__Page excerpt__.
• Biogeography;
  • ecological forecasts;
  • global change;
  • hierarchical Bayesian statistics;
  • long-distance dispersal;
  • niche theory;
  • process-based model;
  • range shifts;
  • spatial demography;
  • species distribution modelling


Aim  The study and prediction of species–environment relationships is currently mainly based on species distribution models. These purely correlative models neglect spatial population dynamics and assume that species distributions are in equilibrium with their environment. This causes biased estimates of species niches and handicaps forecasts of range dynamics under environmental change. Here we aim to develop an approach that statistically estimates process-based models of range dynamics from data on species distributions and permits a more comprehensive quantification of forecast uncertainties.

Innovation  We present an approach for the statistical estimation of process-based dynamic range models (DRMs) that integrate Hutchinson's niche concept with spatial population dynamics. In a hierarchical Bayesian framework the environmental response of demographic rates, local population dynamics and dispersal are estimated conditional upon each other while accounting for various sources of uncertainty. The method thus: (1) jointly infers species niches and spatiotemporal population dynamics from occurrence and abundance data, and (2) provides fully probabilistic forecasts of future range dynamics under environmental change. In a simulation study, we investigate the performance of DRMs for a variety of scenarios that differ in both ecological dynamics and the data used for model estimation.

__Listed entries__.

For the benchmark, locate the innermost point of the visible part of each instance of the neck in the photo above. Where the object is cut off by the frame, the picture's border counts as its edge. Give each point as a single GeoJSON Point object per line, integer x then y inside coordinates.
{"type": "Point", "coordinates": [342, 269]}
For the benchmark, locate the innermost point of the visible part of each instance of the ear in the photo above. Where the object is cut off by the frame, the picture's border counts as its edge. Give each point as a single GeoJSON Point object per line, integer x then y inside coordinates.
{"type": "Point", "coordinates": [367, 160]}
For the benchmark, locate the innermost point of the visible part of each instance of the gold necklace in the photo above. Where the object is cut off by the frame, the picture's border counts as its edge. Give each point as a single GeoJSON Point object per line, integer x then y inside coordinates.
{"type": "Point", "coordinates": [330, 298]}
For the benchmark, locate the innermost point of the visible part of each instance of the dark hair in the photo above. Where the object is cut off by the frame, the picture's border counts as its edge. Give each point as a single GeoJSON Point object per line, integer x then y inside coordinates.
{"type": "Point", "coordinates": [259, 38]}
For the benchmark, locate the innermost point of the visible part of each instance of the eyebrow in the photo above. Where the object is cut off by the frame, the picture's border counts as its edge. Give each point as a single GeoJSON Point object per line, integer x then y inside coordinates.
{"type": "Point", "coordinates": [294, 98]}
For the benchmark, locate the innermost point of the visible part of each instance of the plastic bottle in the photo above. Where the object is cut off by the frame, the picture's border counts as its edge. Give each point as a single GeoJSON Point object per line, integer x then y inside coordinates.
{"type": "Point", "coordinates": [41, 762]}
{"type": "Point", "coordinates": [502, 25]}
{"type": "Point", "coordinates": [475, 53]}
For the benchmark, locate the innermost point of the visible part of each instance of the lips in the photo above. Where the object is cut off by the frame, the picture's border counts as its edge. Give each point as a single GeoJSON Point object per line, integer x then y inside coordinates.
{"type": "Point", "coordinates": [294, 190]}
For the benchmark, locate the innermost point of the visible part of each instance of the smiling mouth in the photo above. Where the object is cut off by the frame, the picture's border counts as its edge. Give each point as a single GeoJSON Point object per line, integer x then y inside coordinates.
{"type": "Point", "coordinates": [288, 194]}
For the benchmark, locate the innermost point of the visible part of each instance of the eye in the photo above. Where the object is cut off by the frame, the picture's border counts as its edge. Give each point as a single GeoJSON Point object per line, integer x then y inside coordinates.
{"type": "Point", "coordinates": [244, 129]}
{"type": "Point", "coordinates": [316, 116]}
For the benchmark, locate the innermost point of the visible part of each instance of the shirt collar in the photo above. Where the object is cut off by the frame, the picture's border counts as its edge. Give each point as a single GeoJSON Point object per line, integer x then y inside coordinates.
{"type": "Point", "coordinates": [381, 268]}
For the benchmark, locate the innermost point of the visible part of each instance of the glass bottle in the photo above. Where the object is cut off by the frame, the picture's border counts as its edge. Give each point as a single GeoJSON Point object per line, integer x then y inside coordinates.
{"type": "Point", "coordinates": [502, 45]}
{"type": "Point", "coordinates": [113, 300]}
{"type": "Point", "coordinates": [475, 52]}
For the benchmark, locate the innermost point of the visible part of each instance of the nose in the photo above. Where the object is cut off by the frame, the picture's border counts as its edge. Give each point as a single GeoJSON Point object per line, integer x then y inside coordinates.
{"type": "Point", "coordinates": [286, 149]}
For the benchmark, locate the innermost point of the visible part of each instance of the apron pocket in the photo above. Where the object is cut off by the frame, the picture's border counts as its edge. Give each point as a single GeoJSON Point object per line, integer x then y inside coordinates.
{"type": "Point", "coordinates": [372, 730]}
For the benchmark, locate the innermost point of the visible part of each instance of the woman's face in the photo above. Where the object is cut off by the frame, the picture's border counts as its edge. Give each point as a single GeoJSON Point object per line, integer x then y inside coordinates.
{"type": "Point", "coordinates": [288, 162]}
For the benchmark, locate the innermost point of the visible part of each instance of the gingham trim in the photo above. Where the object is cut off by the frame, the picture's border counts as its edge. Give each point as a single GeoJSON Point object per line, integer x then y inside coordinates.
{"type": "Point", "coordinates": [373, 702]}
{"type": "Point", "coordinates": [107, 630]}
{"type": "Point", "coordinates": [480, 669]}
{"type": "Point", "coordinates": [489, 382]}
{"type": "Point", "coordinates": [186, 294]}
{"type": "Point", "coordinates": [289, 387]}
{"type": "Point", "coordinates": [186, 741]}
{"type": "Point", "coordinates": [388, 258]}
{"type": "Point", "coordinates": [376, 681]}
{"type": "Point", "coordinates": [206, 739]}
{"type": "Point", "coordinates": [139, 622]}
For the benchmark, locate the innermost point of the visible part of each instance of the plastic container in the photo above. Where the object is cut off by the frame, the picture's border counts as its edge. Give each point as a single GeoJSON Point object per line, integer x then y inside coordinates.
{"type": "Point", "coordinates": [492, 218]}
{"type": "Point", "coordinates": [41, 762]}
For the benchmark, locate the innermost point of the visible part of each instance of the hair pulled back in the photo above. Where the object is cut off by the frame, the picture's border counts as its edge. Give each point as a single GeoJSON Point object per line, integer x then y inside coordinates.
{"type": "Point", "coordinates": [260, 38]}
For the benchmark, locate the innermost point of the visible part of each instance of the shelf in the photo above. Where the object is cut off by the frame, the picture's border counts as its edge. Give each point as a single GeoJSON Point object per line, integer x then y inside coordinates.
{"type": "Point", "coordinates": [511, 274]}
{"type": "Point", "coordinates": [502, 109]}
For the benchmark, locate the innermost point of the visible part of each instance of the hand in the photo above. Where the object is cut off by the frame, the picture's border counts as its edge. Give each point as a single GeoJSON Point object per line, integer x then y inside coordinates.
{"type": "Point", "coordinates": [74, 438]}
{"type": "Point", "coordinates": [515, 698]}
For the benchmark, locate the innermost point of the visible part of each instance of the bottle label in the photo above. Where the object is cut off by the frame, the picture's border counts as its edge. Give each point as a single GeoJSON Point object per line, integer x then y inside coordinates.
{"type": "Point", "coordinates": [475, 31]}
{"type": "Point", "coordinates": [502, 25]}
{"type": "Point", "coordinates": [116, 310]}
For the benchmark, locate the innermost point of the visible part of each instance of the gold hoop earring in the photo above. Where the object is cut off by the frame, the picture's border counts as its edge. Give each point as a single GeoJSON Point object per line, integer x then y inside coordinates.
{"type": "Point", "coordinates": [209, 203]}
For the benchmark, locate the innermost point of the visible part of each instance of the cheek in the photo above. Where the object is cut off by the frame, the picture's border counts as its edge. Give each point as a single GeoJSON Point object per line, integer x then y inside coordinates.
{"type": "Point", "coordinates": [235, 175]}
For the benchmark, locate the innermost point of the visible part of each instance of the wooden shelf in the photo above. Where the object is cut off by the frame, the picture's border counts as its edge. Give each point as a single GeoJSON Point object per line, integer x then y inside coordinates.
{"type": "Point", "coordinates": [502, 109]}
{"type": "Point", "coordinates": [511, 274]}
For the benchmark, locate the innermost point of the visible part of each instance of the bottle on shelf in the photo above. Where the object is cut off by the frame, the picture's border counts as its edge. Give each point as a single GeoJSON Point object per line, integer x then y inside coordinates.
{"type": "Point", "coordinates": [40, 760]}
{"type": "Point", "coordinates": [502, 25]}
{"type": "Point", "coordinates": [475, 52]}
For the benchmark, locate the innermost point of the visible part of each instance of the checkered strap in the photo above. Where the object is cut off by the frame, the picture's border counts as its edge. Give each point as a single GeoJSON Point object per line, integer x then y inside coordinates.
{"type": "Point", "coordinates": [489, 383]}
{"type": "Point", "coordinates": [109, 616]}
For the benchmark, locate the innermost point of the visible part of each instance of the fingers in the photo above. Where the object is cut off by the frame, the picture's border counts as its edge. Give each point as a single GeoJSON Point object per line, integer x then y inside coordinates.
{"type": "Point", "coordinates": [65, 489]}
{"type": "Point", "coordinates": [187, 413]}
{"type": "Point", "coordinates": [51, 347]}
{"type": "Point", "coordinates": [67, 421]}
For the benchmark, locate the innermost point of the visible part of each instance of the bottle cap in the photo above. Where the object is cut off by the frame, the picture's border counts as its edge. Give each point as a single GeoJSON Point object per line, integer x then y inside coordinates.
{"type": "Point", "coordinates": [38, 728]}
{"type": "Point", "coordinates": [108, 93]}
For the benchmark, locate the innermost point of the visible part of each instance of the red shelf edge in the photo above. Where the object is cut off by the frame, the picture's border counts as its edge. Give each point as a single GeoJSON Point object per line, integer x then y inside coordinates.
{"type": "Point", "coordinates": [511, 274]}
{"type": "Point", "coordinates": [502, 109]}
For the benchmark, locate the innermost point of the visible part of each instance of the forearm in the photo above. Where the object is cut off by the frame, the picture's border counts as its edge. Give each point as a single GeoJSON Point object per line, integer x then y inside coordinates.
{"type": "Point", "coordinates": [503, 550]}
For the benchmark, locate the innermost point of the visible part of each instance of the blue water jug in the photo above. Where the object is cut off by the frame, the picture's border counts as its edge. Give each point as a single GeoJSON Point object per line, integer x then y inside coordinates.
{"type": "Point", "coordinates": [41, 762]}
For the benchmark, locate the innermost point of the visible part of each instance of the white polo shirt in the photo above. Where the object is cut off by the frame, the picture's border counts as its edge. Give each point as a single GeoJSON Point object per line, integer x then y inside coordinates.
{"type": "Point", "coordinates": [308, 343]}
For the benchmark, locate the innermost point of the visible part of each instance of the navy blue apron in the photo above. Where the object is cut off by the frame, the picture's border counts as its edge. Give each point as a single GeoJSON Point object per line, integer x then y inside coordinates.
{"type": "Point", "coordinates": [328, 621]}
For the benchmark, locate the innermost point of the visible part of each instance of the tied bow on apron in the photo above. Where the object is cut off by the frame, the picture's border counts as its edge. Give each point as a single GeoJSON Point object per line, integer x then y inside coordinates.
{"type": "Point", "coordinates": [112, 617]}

__To do__. Can you reproduce, word for word, the part of the range-dynamics abstract between "Aim  The study" and "of forecast uncertainties.", inclusive?

__Your response__.
Aim  The study and prediction of species–environment relationships is currently mainly based on species distribution models. These purely correlative models neglect spatial population dynamics and assume that species distributions are in equilibrium with their environment. This causes biased estimates of species niches and handicaps forecasts of range dynamics under environmental change. Here we aim to develop an approach that statistically estimates process-based models of range dynamics from data on species distributions and permits a more comprehensive quantification of forecast uncertainties.